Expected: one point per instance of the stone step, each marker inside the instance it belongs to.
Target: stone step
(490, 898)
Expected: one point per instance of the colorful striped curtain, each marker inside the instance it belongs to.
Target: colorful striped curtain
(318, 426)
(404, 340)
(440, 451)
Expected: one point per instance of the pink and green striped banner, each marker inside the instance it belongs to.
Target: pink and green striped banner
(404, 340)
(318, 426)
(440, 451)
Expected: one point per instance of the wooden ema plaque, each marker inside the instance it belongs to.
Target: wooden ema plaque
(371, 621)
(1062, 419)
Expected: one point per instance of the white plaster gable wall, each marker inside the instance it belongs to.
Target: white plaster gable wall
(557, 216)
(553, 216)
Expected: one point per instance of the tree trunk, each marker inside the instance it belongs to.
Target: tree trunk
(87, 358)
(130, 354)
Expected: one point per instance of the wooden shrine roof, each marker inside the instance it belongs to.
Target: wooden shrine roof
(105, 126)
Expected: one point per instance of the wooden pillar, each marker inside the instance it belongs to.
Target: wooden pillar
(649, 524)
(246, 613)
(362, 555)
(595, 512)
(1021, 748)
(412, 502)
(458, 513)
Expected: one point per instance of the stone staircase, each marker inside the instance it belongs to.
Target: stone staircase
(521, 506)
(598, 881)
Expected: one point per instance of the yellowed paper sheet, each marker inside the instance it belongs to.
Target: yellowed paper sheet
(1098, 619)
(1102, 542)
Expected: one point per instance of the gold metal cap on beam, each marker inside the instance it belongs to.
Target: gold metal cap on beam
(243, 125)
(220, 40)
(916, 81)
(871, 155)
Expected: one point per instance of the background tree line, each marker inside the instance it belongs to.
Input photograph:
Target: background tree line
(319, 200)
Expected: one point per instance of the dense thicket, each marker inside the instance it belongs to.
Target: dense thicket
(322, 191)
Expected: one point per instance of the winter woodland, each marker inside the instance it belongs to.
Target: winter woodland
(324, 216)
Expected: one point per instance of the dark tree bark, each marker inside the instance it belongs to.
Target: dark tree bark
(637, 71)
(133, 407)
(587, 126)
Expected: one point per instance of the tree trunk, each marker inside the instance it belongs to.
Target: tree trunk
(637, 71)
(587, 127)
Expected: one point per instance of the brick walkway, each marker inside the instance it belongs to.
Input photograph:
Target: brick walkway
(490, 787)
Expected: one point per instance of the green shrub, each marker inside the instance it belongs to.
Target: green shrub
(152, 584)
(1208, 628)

※

_Given problem_:
Reproduce only the part of the material that opens with the line containing "Expected: one point per instance of the green" and continues through the end of the material, keeping the request lines unchanged. Multiply every coordinate in the answers by 0.5 and round each result to a whole number, rounding halves up.

_Response_:
Expected: one point per instance of the green shrub, each marker inside the instance it belongs to.
Target: green shrub
(76, 292)
(604, 314)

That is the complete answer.